Task instructions: Locate every line in the records below that contains the string "What", and copy each such line. Matches must agree in case.

Records:
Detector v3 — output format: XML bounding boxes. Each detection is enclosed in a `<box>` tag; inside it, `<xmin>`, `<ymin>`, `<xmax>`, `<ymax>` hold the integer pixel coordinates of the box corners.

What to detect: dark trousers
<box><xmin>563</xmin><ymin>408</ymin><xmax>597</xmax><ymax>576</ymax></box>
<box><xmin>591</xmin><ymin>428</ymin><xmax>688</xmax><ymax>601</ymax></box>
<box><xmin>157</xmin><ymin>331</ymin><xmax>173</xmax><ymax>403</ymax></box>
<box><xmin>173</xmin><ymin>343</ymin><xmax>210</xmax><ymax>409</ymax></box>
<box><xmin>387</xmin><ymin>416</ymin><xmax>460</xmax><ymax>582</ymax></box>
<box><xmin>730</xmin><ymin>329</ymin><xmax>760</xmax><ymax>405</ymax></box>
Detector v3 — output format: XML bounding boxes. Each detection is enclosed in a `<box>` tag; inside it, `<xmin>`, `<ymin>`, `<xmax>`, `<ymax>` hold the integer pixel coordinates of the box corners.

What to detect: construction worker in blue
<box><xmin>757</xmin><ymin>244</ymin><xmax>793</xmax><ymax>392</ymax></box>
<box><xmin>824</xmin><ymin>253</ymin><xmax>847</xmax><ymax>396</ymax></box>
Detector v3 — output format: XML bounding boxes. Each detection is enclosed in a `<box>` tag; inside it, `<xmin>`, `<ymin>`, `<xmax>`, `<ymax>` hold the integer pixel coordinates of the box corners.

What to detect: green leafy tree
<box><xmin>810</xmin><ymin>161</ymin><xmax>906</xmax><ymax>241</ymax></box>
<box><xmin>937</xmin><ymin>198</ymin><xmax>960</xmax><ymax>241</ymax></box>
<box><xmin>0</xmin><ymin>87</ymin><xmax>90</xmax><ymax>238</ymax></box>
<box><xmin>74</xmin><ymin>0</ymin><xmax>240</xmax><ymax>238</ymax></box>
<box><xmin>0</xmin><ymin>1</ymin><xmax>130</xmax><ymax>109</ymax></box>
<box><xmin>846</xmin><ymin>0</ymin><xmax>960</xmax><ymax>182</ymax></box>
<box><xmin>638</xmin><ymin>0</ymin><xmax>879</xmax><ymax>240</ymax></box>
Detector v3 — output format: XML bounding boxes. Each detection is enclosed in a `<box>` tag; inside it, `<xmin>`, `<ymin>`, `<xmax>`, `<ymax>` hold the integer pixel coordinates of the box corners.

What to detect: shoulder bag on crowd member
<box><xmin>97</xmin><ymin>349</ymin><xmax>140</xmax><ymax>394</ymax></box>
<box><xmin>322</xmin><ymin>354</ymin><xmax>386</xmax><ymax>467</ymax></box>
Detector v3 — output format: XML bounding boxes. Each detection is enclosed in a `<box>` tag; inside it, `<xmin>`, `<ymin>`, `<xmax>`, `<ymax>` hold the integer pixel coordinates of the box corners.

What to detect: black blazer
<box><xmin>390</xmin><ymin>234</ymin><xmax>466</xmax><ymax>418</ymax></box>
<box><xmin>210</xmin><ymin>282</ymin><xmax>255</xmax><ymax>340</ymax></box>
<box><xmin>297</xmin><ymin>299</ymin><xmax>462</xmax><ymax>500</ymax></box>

Solved problem:
What to detect: dark trousers
What to detect: construction worker in blue
What to detect: green leafy tree
What to detect: shoulder bag on crowd member
What to detect: black blazer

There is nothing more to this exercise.